WORK ORDER: Copy the items word for word, starting from their first line and ending with the line that contains "box: [343, 521, 600, 582]", with that line included.

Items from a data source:
________________
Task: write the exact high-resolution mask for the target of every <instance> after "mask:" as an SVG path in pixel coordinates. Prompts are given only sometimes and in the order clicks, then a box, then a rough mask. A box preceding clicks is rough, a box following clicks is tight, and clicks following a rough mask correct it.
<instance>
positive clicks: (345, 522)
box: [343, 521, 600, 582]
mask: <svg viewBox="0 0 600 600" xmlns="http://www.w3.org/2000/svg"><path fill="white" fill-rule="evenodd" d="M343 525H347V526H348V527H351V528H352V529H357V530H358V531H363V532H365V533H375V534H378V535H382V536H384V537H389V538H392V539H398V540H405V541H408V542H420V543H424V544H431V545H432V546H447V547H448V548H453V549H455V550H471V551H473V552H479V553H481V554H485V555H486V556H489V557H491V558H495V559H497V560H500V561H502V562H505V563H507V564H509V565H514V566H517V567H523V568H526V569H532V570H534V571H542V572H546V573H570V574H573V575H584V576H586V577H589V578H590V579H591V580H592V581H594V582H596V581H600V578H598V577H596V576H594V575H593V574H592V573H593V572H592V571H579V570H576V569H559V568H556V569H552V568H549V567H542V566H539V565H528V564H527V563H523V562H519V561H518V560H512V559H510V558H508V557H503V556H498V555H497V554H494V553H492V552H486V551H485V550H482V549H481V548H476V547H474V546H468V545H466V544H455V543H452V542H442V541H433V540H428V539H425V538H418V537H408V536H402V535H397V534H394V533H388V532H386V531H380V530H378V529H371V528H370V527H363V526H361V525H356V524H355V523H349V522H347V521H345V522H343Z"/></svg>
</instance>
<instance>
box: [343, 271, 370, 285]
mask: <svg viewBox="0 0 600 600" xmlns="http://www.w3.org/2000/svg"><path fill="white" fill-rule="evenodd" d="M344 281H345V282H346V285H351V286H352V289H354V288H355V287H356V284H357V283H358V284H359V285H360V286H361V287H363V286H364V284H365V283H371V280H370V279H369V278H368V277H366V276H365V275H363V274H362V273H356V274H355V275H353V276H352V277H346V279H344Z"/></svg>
________________
EXERCISE RESULT:
Task: write the exact high-resolution mask for the target of every <instance> after "mask:" as an SVG path in pixel coordinates. Prompts are given only sometimes and in the order clicks, then a box, then a rough mask. A box preceding clicks is rough, a box following clicks is tight, and clicks following a rough mask correct it.
<instance>
positive clicks: (345, 522)
box: [343, 521, 600, 582]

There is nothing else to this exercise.